(Pointing and labeling entries)
--------
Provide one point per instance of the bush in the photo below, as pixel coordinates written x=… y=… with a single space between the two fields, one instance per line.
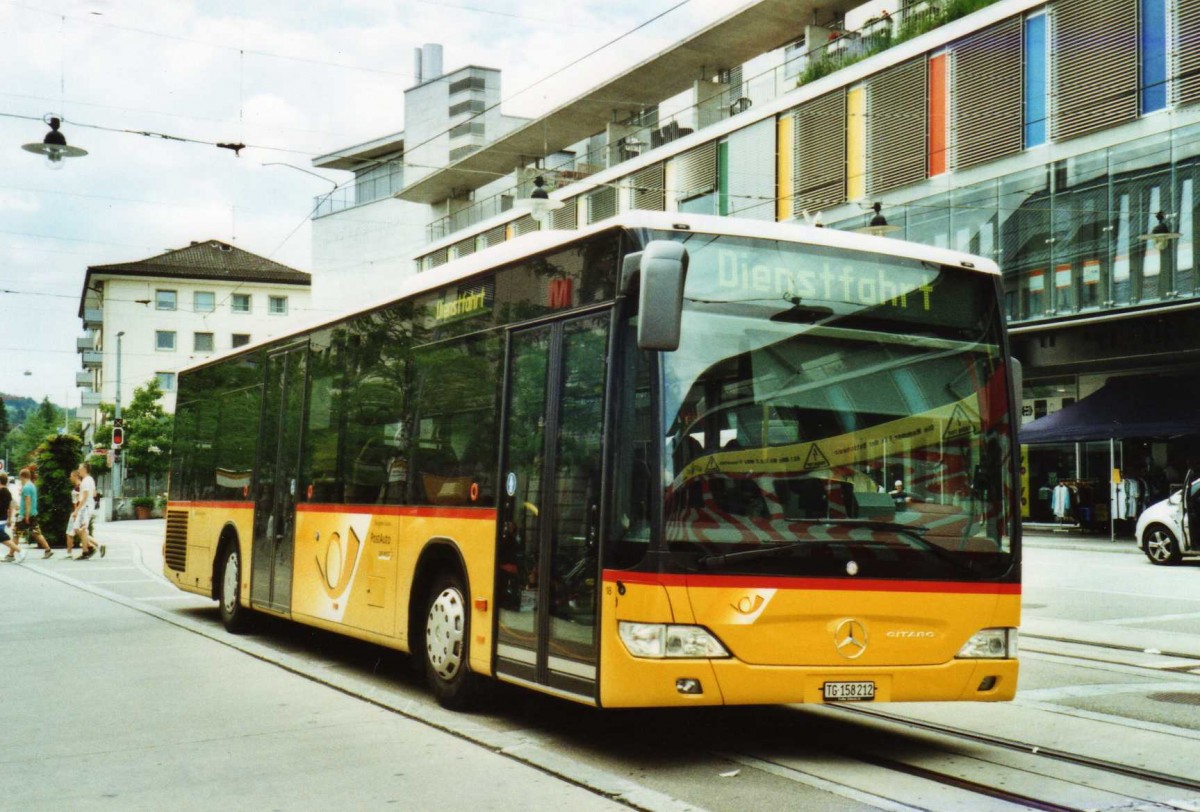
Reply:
x=57 y=457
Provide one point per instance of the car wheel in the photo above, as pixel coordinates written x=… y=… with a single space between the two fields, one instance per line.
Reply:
x=1161 y=545
x=447 y=643
x=233 y=614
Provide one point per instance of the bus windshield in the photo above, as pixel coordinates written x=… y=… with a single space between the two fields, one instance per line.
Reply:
x=834 y=413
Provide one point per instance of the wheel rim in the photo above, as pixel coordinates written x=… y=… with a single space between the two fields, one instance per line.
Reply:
x=445 y=633
x=229 y=584
x=1159 y=545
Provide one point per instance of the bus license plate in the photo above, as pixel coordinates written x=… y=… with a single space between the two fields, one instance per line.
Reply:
x=849 y=691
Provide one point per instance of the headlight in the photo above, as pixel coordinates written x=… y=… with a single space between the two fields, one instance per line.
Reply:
x=659 y=641
x=990 y=644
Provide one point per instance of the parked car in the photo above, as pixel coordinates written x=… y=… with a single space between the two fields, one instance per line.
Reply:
x=1170 y=529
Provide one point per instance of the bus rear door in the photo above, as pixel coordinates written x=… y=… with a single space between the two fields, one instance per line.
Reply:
x=549 y=516
x=275 y=487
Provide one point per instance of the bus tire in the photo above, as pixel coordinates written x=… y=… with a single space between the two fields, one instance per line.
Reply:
x=1161 y=545
x=233 y=614
x=447 y=643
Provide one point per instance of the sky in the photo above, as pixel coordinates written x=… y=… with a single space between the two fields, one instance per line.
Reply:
x=292 y=80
--------
TASK BRIEF:
Rewrite all the records above as a two-column CSV with the headers text and answer, one row per record, putting the record's text and its answer each in one quoted field with line breaks turned into spaces. Omit the pictures.

COMPLETE OUTPUT:
text,answer
"Provide one point per instance of the bush in the photo below, as pixel coordinates written x=… y=… with a single space between the two fields, one instance per line. Reply:","x=57 y=457"
"Provide one point per instance of the car wheel in the photo above, as pixel coordinates written x=… y=… with a single space between the two fields, one instance per line. Reply:","x=1161 y=545 x=447 y=643 x=233 y=614"
"Provide one point per instance of the bus windshield in the photo above, as pixel coordinates written x=… y=… with a single space between the two fields, one instance per line. Reply:","x=834 y=413"
"Provide one point per instance of the wheel rim in the photo above, as pixel coordinates written x=… y=… with a single space between the two fields, one instance per line. Reply:","x=445 y=633 x=229 y=584 x=1159 y=545"
"Provide one point per instance of the bus license plate in the photo above, as pixel coordinates written x=… y=… with a single space between the two fields, one instance per line. Reply:","x=849 y=691"
"Provide one point per instance of the headlight in the photo above, as pixel coordinates written x=… y=… with a single space between the two fields, one instance per line. Reply:","x=659 y=641 x=990 y=644"
"Provide one point per instance of the parked car in the photo above, as pixel coordinates written x=… y=… with a single space between the two fields, one instance per line. Reply:","x=1170 y=529"
"Provide one point per instance of the bus rear door in the photo above, as pixel coordinates written x=… y=… with a single space between the two fields, one instance per line. Reply:","x=549 y=516 x=275 y=487"
"Provide one point per instance of the bus tire in the photo above, as pixel coordinates written x=… y=… with a single space between the two fields, one instance per line. Reply:","x=1161 y=545 x=233 y=614 x=447 y=643"
"Provide one point per instance of the sky in the photo above, as pixel coordinates written x=… y=… with a single space between the two fields, one instance per line. Reply:","x=292 y=80"